» **Given exercise**
Format the stretch of the records below, from the line containing "The service SHOULD locate every instance of the american" through the line containing "[[505, 339]]", as a Markdown table with the columns Row and Line. Give each line its own numbered row and skip any blank lines.

================

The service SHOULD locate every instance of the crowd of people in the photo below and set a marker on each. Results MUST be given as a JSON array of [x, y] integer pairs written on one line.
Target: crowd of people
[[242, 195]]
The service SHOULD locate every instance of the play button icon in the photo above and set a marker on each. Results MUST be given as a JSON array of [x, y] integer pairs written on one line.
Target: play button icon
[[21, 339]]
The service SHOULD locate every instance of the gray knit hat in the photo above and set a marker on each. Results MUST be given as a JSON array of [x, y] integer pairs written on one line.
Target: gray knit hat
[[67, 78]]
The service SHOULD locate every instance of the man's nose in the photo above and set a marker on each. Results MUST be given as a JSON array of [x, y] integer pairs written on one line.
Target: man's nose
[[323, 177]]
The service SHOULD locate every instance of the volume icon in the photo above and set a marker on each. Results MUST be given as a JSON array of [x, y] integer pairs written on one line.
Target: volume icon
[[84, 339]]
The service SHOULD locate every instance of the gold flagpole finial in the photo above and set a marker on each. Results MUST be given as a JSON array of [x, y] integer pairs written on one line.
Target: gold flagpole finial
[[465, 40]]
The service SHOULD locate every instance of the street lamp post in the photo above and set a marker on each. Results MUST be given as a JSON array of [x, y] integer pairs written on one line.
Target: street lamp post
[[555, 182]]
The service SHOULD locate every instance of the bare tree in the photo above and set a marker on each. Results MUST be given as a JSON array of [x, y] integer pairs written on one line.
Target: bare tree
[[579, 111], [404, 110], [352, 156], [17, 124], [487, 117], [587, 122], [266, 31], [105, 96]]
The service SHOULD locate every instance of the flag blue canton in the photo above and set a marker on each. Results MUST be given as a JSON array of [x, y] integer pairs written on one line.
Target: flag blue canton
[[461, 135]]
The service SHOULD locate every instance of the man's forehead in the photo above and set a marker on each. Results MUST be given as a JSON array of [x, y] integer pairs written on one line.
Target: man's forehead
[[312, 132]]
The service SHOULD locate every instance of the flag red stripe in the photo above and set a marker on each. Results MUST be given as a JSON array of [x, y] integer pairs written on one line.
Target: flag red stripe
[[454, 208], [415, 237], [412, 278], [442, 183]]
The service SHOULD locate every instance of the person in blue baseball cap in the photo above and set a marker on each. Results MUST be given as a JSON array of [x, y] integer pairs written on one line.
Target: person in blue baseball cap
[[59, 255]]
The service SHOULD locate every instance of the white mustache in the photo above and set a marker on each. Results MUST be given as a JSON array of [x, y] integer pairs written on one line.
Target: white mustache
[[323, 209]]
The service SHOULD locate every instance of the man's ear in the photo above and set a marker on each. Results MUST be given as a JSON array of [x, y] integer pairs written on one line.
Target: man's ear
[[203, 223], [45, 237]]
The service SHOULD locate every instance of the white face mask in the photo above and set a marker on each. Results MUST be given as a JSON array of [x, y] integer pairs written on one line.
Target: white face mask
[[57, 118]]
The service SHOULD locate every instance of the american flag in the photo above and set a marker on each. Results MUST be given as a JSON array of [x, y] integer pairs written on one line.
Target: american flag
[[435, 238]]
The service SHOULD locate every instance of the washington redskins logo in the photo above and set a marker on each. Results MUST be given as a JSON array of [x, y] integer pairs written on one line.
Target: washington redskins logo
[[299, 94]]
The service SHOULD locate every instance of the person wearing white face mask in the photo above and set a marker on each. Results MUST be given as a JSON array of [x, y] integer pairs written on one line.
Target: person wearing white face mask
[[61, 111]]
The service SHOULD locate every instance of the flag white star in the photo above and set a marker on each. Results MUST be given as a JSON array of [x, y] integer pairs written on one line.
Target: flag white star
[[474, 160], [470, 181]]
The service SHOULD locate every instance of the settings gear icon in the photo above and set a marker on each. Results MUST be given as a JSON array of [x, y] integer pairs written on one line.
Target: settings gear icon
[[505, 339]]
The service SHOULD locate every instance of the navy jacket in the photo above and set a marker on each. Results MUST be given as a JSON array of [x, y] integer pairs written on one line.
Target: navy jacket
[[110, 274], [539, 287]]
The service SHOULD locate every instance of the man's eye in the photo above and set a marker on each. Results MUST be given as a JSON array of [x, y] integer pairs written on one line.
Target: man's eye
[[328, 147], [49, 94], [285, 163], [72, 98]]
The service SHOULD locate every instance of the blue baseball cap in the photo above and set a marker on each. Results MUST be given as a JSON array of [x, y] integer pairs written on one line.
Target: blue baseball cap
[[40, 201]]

================

» **Reply**
| Row | Line |
|---|---|
| 1 | The service SHOULD locate every instance of the american flag in the photo above and set a marker on each. Results MUST be given as a JSON array of [x, y] integer pairs written on one line. |
| 2 | Target: american flag |
| 3 | [[435, 238]] |
| 4 | The service SHOULD locate every instance of the washington redskins logo in the photo above and set a marker on each. Results MUST be given as a JSON array of [x, y] integer pairs written on one line. |
| 5 | Target: washington redskins logo |
| 6 | [[299, 94]] |
| 7 | The service SHOULD locate every instance of the person wearing white face mask in the photo above and set a marker on each. Results MUST be given as a JSON array of [x, y] integer pairs written on one line. |
| 8 | Target: person wearing white face mask |
| 9 | [[61, 111]] |
| 10 | The service SHOULD locate every instance of the flag white star in the photo above and set a marker on each. Results MUST be given as a JSON array of [x, y] integer pairs written on one line. |
| 11 | Target: flag white star |
| 12 | [[474, 160], [470, 181]] |
| 13 | The service SHOULD locate every instance of the settings gear icon in the photo above and set a marker on each. Results MUST be given as a JSON array of [x, y] integer pairs written on one line. |
| 14 | Target: settings gear icon |
| 15 | [[505, 339]] |